### Written request A
According to the PDF chat setup notes below, which tool extracts text from the PDFs?

### Document passage
==============================
Current Implementation

  1. Document Selection: Choose from PDFs in the /documents folder using a dropdown
  2. PDF Preview: Native browser PDF viewer on the right side
  3. Simple Chat: Ask questions about the selected PDF
  4. Text Extraction: Uses LlamaParse for reliable text extraction from PDFs
  5. In-Memory Caching: Parsed documents are cached in memory to avoid re-parsing

What's Removed

  • Layout extraction and highlighting
  • Complex file-based caching
  • Source citations with visual mapping
  • Multiple API endpoints
  • Image serving
  • Complex UI components

Usage

  1. Access the Interface:

    • Navigate to /placeholder in your app
    • You'll see a two-panel layout: chat on left, PDF preview on right
  2. Add Documents:

    • Place PDF files in the /documents folder
    • They will automatically appear in the dropdown
  3. Start Chatting:

    • Select a document from the dropdown
    • The PDF will load in the preview panel
    • Start asking questions about the content

API Endpoints

/api/research/documents

  • Method: GET
  • Description: Lists available PDF documents
  • Returns: Array of document metadata

/api/research/chat

  • Method: POST
  • Body: { query: "your question", documentPath: "documents/filename.pdf" }
  • Description: Chat with a specific document using LlamaParse + DeepSeek
  • Returns: Streaming text response

How It Works

  1. Document Loading: When you select a PDF, it loads in the browser's native PDF viewer
  2. First Question: When you ask your first question about a document, LlamaParse extracts the text
  3. Vector Index: The extracted text is converted to a vector index for semantic search
  4. Chat Response: DeepSeek generates responses based on relevant document content
  5. Caching: The vector index is cached in memory to avoid re-parsing the same document

Troubleshooting

"Failed to parse document" Error

Most Common Causes:

  1. Invalid LlamaCloud API Key: Check your API key at LlamaCloud
  2. Insufficient Credits: Check your LlamaCloud account balance
  3. Unsupported PDF: Some PDFs may not be parseable

Documents Not Appearing

  • Check that PDF files are in the /documents folder
  • Ensure files have .pdf extension
  • Check browser console for errors

Chat Not Working

  • Verify DEEPSEEK_API_KEY is set correctly
  • Ensure the document was successfully parsed
  • Check browser network tab for API errors

PDF Not Loading

  • Ensure the PDF file is accessible
  • Check browser console for loading errors
  • Try a different PDF to isolate the issue

Development Notes

Performance

  • Documents are parsed on first use (lazy loading)
==============================
### Input rows

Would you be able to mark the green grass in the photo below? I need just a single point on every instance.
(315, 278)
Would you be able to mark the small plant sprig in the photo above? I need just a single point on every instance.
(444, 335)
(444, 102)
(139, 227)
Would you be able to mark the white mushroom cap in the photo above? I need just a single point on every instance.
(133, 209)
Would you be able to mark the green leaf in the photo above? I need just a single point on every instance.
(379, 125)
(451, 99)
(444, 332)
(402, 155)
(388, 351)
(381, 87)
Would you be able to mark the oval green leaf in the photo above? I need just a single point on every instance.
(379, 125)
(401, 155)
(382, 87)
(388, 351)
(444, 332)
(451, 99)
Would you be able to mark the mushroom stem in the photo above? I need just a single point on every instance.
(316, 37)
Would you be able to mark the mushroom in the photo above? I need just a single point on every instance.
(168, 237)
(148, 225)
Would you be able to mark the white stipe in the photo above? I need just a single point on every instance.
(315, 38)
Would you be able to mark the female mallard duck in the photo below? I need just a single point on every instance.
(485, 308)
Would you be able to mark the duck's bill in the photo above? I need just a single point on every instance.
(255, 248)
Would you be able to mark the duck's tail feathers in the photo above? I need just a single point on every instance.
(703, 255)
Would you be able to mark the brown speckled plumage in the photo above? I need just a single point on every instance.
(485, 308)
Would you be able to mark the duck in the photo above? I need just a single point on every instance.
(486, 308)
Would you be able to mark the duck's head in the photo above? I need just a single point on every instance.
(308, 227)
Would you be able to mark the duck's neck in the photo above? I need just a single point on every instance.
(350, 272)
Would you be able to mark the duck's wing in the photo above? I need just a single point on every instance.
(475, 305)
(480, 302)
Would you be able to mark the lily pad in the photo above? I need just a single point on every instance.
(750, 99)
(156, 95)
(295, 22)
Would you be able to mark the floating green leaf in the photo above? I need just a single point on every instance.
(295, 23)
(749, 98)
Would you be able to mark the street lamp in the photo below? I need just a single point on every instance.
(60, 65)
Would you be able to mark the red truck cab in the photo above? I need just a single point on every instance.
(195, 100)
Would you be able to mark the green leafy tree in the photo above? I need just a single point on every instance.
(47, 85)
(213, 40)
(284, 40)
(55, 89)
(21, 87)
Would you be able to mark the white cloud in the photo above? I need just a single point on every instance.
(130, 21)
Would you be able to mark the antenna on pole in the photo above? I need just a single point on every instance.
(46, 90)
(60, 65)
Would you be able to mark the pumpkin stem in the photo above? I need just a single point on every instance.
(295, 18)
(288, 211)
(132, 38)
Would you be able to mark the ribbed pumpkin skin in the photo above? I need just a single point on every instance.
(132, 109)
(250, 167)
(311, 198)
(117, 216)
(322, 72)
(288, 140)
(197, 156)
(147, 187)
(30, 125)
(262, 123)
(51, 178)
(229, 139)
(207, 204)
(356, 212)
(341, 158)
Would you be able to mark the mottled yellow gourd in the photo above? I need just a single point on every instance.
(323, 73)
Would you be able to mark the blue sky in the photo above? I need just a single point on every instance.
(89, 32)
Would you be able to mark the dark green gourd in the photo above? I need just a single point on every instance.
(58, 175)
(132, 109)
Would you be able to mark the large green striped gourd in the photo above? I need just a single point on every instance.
==============================
### Written request B
Locate each line in the records containing the word "white" and copy those lines.

### Output A
LlamaParse

### Output B
Would you be able to mark the white mushroom cap in the photo above? I need just a single point on every instance.
Would you be able to mark the white stipe in the photo above? I need just a single point on every instance.
Would you be able to mark the white cloud in the photo above? I need just a single point on every instance.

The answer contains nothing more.